» **Work item A**
According to the peso forecast article, how many foreign exchange specialists did Reuters poll?
» **Work item B**
List every percentage figure that appears in the peso forecast article.
» **Work item C**
Carry on the peso forecast article from its final sentence.

A year from now, the Mexican peso will be trading at just under 18 to the US dollar, according to foreign exchange (FX) experts polled by Reuters.
The news agency polled 24 FX specialists between June 26 and July 1, asking them to forecast the USD:MXN rate 12 months from now.
The median estimate of the poll respondents was a USD:MXN rate of 17.78, a prediction that implies a slight depreciation of the peso over the next 12 months.
According to the Bank of Mexico, the peso closed at just under 17.50 to the dollar on Tuesday. A rate of 17.78 would represent a depreciation of 1.6% for the peso compared to the June 30 closing rate.
Reuters reported that “[e]xcept for a brief tumble at the start of 2020” — when the peso plummeted to around 25 to the dollar amid the then nascent COVID pandemic — Mexico’s currency “has traded between 16 and 22 per US dollar since July 2015, with a midpoint around 19.”
Citing its poll, the news agency wrote that the peso “will likely hold steady near the middle of its well-established trading range at least into the first half of 2027 … supported by foreign exchange market expectations for an economic recovery.”
After a quarter-over-quarter contraction in the first three months of the year, the Mexican economy grew 1.2% in April compared to March and 2.2% on an annual basis.

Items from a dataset
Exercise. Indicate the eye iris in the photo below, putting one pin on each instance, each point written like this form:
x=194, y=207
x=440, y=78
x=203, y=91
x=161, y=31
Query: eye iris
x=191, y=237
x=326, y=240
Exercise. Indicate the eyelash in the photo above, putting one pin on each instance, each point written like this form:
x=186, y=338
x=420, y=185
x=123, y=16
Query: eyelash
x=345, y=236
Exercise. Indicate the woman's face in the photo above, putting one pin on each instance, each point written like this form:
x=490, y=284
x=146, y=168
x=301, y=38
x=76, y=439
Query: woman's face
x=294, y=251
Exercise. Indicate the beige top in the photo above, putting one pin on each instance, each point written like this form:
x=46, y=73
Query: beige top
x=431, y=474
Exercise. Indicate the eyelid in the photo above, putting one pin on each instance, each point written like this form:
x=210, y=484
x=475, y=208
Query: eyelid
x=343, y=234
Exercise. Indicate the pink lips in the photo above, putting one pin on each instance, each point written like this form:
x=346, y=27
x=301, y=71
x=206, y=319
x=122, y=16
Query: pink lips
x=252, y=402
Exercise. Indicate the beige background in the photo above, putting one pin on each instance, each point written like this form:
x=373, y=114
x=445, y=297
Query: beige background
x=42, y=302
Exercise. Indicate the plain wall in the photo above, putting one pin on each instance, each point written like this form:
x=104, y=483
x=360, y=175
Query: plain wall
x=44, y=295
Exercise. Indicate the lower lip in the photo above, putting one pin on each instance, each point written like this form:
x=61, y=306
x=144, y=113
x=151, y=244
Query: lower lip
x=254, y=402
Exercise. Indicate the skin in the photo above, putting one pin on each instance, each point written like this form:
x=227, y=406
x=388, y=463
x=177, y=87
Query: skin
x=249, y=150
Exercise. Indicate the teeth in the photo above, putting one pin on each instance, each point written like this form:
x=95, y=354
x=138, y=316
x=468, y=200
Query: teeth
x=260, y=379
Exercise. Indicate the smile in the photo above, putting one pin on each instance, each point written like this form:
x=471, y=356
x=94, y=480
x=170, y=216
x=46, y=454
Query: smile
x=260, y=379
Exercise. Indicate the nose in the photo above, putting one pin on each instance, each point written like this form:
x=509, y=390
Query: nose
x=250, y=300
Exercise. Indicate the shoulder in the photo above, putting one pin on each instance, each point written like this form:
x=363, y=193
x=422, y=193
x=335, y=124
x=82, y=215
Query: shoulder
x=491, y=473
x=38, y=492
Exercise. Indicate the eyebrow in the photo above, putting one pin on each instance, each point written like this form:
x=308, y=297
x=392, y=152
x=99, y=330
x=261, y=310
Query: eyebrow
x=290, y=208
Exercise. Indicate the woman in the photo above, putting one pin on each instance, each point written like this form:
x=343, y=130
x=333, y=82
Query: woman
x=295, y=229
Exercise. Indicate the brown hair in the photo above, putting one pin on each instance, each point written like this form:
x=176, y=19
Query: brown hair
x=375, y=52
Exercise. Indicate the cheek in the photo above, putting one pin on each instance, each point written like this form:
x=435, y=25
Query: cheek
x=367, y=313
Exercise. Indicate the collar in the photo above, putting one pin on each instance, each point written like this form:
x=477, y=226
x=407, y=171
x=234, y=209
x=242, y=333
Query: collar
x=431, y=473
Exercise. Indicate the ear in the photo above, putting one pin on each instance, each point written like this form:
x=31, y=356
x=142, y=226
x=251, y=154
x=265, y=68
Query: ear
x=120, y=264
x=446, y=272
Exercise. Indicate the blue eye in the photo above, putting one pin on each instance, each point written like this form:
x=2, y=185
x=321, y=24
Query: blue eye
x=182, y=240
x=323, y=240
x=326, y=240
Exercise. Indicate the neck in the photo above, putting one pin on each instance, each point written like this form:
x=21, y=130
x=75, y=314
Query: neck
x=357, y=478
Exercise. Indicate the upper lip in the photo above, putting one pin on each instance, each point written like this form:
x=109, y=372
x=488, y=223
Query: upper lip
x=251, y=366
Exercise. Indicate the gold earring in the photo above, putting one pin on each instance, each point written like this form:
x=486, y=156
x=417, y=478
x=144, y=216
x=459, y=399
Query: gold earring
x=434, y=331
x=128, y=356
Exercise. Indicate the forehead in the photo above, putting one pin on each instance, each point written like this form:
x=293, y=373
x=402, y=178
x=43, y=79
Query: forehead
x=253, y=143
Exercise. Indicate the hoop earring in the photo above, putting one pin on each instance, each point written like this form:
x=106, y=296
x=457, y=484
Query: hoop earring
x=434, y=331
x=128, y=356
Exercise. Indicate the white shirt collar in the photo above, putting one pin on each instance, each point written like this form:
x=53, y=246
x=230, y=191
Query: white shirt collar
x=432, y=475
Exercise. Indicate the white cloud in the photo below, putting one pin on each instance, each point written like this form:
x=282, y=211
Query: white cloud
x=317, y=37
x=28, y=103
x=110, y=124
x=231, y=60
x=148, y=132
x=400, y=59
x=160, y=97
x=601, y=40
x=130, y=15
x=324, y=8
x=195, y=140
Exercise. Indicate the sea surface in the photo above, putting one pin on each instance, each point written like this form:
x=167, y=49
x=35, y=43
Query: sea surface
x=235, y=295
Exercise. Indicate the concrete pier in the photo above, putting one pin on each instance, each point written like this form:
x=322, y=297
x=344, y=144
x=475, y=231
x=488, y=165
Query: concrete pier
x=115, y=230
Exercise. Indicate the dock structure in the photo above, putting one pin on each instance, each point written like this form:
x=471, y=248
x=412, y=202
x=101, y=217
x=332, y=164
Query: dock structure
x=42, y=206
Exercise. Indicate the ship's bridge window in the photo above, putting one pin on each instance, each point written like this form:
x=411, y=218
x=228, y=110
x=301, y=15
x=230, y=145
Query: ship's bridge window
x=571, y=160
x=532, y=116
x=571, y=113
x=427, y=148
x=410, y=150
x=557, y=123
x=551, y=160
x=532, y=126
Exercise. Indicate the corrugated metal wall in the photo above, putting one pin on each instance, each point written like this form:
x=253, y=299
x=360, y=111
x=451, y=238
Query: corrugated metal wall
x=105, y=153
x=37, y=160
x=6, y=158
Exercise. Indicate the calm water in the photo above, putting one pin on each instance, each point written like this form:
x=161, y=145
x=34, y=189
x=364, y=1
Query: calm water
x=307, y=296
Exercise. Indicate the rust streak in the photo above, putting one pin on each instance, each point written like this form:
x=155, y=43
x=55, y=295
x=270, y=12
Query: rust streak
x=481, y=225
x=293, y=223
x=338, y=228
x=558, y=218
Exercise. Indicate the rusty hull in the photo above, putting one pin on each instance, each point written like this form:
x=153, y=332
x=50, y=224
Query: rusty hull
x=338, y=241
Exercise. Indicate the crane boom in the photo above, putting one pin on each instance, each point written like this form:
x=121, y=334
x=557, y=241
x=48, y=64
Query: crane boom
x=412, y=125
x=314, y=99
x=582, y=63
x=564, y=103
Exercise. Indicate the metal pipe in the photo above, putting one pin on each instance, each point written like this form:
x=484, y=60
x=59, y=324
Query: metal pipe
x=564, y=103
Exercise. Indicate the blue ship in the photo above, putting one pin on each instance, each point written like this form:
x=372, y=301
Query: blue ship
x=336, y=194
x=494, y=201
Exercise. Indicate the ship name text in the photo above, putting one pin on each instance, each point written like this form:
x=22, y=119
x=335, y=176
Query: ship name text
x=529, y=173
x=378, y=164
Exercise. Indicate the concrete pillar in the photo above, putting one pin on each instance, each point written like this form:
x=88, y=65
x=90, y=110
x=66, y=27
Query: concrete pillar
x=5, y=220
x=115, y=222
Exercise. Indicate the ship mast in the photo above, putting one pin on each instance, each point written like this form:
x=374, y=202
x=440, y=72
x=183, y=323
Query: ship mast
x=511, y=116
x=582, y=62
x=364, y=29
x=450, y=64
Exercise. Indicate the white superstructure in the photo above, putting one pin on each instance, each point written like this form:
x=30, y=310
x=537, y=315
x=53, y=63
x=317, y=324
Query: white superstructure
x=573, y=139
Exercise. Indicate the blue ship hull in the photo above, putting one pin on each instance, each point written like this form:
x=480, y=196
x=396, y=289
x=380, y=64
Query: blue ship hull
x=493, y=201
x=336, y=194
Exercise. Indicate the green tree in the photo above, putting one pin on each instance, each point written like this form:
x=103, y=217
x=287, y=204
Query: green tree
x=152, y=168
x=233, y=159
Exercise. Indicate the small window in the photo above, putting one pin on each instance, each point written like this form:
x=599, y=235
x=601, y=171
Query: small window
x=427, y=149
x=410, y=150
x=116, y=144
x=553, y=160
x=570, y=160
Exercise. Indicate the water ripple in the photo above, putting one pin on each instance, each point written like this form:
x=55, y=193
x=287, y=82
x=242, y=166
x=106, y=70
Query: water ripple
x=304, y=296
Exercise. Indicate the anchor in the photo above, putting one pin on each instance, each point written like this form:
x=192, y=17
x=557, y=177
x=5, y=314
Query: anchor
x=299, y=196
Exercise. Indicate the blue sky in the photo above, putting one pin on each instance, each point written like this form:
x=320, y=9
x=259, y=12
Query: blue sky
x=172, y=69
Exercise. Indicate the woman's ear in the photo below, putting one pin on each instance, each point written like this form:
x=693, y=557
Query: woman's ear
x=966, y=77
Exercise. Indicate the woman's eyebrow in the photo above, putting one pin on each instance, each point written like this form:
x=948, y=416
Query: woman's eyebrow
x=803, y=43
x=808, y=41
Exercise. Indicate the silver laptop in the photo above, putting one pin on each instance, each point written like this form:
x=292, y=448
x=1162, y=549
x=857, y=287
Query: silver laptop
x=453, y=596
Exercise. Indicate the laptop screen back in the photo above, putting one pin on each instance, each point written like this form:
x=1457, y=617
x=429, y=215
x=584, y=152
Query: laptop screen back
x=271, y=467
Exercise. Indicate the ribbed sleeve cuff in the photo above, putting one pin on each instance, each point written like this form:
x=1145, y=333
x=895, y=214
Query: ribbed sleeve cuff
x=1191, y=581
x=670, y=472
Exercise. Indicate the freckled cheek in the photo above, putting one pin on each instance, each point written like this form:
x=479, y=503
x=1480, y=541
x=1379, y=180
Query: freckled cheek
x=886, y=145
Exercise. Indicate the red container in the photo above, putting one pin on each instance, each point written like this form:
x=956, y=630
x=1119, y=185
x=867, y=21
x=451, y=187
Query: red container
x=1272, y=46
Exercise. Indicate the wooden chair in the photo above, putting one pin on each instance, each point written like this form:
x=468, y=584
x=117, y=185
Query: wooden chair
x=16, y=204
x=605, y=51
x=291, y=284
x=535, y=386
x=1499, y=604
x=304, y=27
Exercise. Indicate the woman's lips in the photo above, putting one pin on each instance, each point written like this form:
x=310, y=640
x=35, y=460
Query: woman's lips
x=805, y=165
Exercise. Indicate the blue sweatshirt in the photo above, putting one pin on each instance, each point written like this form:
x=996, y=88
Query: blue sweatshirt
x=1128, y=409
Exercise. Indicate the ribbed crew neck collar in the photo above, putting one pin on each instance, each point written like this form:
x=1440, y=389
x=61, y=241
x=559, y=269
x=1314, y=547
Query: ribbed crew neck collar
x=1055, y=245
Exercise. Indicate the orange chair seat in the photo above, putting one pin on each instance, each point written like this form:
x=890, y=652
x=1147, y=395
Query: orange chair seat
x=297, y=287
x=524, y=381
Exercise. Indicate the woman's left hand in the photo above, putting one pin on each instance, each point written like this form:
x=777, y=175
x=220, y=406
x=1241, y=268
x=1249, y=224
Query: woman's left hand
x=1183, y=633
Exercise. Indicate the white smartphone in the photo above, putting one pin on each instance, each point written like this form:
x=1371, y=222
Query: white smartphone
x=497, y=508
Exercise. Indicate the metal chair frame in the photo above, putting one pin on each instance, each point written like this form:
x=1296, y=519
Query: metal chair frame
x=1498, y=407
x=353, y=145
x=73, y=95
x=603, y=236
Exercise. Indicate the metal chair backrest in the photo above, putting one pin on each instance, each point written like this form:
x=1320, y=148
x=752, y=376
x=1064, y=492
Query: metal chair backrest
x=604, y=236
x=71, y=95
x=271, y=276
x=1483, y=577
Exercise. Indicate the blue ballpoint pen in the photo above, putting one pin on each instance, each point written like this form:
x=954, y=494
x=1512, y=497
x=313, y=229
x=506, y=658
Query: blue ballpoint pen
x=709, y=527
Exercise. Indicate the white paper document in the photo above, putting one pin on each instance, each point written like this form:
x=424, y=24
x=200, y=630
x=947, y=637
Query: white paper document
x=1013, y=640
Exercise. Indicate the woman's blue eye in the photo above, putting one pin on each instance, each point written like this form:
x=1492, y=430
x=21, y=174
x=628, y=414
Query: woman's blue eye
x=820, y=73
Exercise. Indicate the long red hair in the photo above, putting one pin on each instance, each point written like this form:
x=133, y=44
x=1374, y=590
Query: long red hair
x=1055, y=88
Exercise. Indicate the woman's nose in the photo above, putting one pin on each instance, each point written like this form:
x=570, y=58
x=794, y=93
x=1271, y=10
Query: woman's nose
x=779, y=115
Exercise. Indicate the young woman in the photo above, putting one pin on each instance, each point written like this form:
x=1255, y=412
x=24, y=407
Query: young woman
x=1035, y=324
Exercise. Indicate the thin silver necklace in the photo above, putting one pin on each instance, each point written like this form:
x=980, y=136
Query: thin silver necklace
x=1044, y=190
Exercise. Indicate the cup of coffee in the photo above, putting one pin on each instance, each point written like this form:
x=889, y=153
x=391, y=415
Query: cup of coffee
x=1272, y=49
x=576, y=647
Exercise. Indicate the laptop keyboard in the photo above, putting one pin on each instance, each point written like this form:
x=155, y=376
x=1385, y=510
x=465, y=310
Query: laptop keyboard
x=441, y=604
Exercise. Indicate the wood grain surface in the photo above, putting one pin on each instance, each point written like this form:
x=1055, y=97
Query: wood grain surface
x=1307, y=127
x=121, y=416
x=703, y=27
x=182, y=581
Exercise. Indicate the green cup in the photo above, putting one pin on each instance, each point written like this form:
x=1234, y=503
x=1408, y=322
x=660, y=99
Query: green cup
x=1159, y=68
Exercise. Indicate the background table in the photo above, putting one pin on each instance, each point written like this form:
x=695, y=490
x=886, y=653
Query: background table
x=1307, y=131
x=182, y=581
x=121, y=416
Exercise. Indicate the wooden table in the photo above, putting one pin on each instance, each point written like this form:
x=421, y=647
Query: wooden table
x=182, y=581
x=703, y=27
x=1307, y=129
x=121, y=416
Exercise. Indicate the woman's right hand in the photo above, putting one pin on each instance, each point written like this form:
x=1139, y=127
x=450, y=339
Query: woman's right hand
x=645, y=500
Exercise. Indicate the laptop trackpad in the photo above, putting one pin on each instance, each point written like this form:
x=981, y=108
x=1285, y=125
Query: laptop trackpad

» **Expected answer A**
24

» **Expected answer B**
1.6%, 1.2%, 2.2%

» **Expected answer C**
The International Monetary Fund forecasts that the Mexican economy will expand 1.6% this year. Reuters reported that Mexico’s economic outlook “remains weak due to uncertainty over the future of the U.S.-Mexico-Canada Agreement (USMCA) on trade,” which is currently subject to a trilateral review process.
Analysts: Additional interest rate cuts could weaken the peso
Reuters reported that it was told by analysts that “the peso may soften if dovish policymakers push for the resumption of interest rate cuts, which would reduce carry trade flows to profit from Mexico’s relatively high cost of borrowing.”
However, rate cuts don’t appear likely in the near term.
The Bank of Mexico (Banxico) held its benchmark interest rate at 6.50% after a monetary policy meeting last week, and has indicated that it will maintain that rate in the near future.
The peso generally benefits from the difference between a higher interest in Mexico and a lower interest rate in the United States. The U.S. Federal Reserve’s federal funds rate is currently set at a 3.50%-3.75% range, meaning that it is 2.75%-3% lower than Banxico’s key rate. An additional interest rate cut in Mexico could reduce that gap and contribute to a weakening of the peso.
How did the peso perform in the first half of 2026?
According to Banxico, the peso closed at 18.00 to the US dollar on Dec. 31, 2025 and just under 17.50 on Tuesday June 30. Therefore the peso appreciated 2.85% during the first six months of 2026.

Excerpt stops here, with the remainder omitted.